PROBLEM » Output the records again verbatim.

Start of DATA EXTRACT

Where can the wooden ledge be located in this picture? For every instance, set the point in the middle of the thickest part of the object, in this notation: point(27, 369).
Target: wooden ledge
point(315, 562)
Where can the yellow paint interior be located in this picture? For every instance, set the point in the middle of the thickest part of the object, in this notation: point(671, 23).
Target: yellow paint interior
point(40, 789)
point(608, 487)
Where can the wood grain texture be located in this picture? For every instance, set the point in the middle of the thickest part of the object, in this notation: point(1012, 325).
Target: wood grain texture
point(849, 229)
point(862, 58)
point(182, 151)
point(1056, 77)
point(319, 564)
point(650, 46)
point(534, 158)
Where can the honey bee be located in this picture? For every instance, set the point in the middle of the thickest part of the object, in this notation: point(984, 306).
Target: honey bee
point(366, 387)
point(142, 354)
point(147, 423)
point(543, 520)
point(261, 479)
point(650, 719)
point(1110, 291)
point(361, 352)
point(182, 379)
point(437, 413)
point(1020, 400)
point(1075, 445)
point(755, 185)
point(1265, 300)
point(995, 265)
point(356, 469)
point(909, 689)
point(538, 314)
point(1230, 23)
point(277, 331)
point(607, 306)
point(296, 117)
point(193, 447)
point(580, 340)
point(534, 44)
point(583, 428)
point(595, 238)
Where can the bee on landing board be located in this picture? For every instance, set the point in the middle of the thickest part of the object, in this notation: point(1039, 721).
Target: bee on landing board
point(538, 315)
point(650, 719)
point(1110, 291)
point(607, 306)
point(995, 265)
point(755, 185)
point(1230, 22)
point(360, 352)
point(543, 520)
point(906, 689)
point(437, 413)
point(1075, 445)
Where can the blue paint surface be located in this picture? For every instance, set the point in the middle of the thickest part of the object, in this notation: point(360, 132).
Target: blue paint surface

End of DATA EXTRACT

SOLUTION TO THIS TASK »
Where can the wooden ledge be located in this picture? For every instance, set the point in the middle of the thickest part of the object, in this notation: point(27, 369).
Target: wooden ledge
point(315, 562)
Where can the yellow paint interior be located in this picture? For every instance, set the point in the middle of the thickest part of the object, in this notation: point(671, 23).
Target: yellow paint interior
point(40, 789)
point(608, 487)
Where can the wood grain texture be located in this picture? For every instance, set the point in the middle of the thickest part of the object, in this notation: point(1012, 325).
Target: wood grain texture
point(849, 229)
point(862, 58)
point(182, 151)
point(1056, 77)
point(319, 564)
point(650, 46)
point(534, 158)
Where can the honey bee be located in this picture? For every instance, set the point in the middle of the thickest part of the object, in this notation: point(984, 306).
Target: honey bee
point(366, 387)
point(142, 354)
point(147, 423)
point(543, 520)
point(261, 479)
point(650, 719)
point(1110, 291)
point(361, 352)
point(182, 379)
point(437, 413)
point(1020, 400)
point(1075, 445)
point(755, 185)
point(1265, 300)
point(995, 265)
point(356, 469)
point(909, 689)
point(538, 314)
point(1230, 23)
point(277, 331)
point(607, 306)
point(296, 117)
point(193, 447)
point(580, 340)
point(534, 44)
point(583, 428)
point(595, 238)
Where can the bee on landing board be located in this picture? For every instance, set the point in the middle of the thickest part of the object, in this notation: point(1039, 721).
Target: bee on landing board
point(538, 315)
point(650, 719)
point(1110, 291)
point(607, 306)
point(995, 265)
point(755, 185)
point(1230, 22)
point(360, 352)
point(543, 520)
point(906, 689)
point(437, 413)
point(1075, 445)
Where can the blue paint surface be located in this picture? For every instance, set the point in the middle of the thickest part of the object, in this notation: point(360, 132).
Target: blue paint surface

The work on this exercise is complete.